EXERCISE » For every record beneath this instruction, give an exact repetition, omitting images.

THE INPUT »
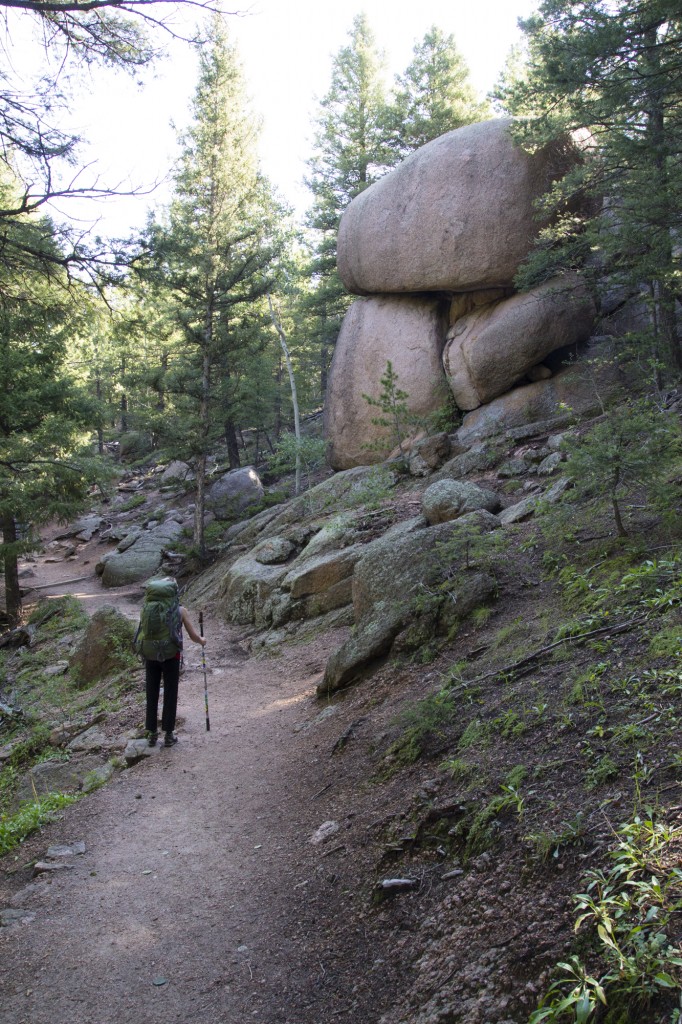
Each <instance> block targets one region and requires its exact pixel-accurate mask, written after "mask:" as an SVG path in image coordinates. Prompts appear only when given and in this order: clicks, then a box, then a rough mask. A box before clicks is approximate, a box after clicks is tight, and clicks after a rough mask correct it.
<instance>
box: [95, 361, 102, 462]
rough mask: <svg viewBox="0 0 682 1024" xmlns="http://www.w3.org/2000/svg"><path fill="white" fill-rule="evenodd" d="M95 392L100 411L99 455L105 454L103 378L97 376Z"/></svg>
mask: <svg viewBox="0 0 682 1024" xmlns="http://www.w3.org/2000/svg"><path fill="white" fill-rule="evenodd" d="M95 394H96V396H97V406H98V408H99V412H98V413H97V452H99V455H103V454H104V431H103V428H102V423H101V380H100V378H99V377H97V380H96V382H95Z"/></svg>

ANSWER TO THE PROBLEM »
Each <instance> block targets one region and requires its exact pixel-accurate mask, written after "mask:" as an SVG path in image coordinates. Prompts appear only when given and in this order: clicks, then a box, then a rough mask. A box before clicks is approximate, a box after clicks is tight, and clicks after a rough mask correct it.
<instance>
box: [95, 361, 102, 462]
rough mask: <svg viewBox="0 0 682 1024" xmlns="http://www.w3.org/2000/svg"><path fill="white" fill-rule="evenodd" d="M95 392L100 411L99 455L105 454L103 378L97 376Z"/></svg>
mask: <svg viewBox="0 0 682 1024" xmlns="http://www.w3.org/2000/svg"><path fill="white" fill-rule="evenodd" d="M95 394H96V396H97V406H98V408H99V412H98V413H97V452H99V455H103V454H104V431H103V428H102V423H101V380H100V378H99V377H97V380H96V382H95Z"/></svg>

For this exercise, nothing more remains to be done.